Assignment>
Only the lines with the string "strip" are needed; return each of them from the entries below.

Record extracts>
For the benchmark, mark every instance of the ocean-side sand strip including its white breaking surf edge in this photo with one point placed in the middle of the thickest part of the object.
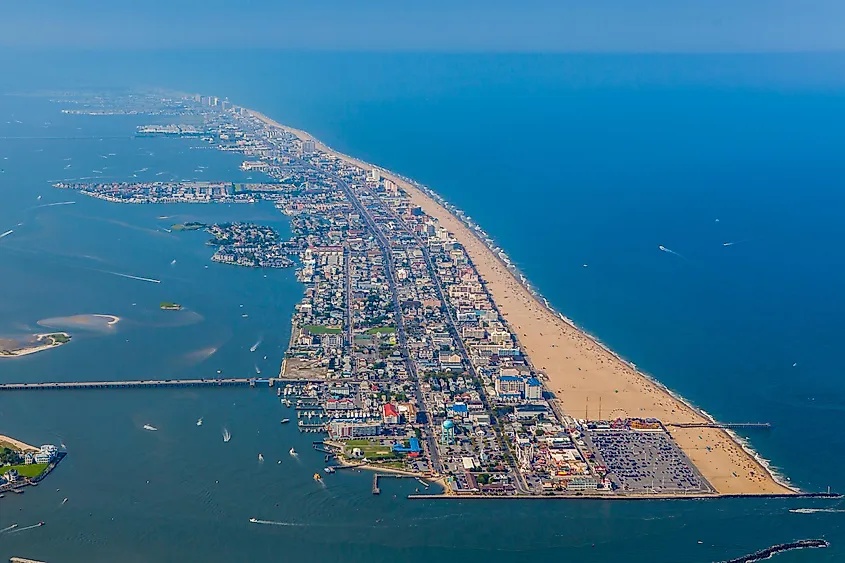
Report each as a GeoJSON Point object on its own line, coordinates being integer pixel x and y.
{"type": "Point", "coordinates": [506, 286]}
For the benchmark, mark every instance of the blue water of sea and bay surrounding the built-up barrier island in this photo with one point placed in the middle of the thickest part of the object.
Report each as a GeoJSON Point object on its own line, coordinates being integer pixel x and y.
{"type": "Point", "coordinates": [564, 160]}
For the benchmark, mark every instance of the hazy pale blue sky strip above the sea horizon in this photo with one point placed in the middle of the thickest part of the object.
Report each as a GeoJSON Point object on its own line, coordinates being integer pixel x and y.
{"type": "Point", "coordinates": [434, 25]}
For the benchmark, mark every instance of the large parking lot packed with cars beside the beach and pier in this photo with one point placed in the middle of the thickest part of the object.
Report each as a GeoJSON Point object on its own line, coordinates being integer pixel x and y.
{"type": "Point", "coordinates": [645, 462]}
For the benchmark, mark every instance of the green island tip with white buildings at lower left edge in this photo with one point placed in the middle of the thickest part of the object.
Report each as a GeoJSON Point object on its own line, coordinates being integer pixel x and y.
{"type": "Point", "coordinates": [22, 464]}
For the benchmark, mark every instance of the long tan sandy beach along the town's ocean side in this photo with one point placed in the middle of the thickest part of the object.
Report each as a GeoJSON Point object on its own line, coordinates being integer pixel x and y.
{"type": "Point", "coordinates": [580, 371]}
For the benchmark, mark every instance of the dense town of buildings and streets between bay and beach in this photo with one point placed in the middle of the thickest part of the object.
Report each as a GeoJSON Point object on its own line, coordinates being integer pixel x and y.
{"type": "Point", "coordinates": [397, 346]}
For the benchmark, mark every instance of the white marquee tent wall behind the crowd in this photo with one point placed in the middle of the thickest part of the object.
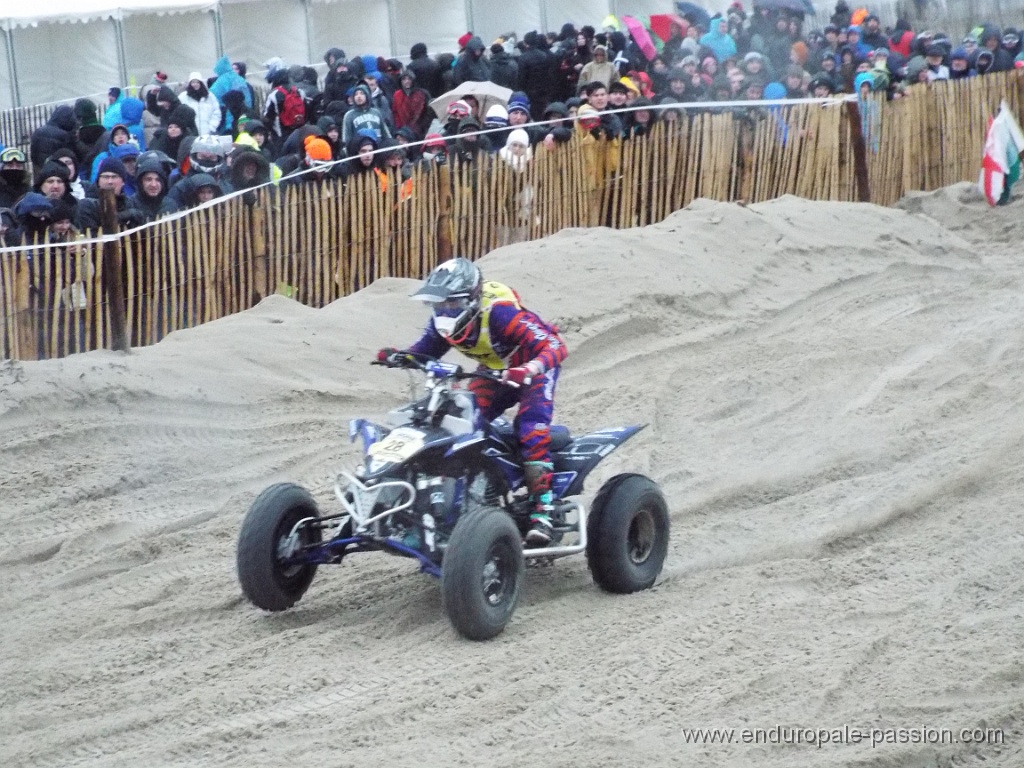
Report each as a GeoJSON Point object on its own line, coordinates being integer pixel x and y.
{"type": "Point", "coordinates": [61, 50]}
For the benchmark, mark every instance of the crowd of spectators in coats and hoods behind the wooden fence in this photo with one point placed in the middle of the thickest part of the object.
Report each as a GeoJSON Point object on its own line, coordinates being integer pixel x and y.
{"type": "Point", "coordinates": [170, 150]}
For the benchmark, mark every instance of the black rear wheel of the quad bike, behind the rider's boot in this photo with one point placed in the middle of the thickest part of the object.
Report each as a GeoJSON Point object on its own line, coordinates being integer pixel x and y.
{"type": "Point", "coordinates": [627, 534]}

Result for this exercise>
For the benchmark, mark every instance of the ocean-side sand strip including its white breaking surf edge in this photo with one point placed in the middle of the thickest part of the object.
For the benchmark, mark every instance of the hazy pale blue sky strip above the sea horizon in this photo with one point placed in the middle of the thickest part of the object.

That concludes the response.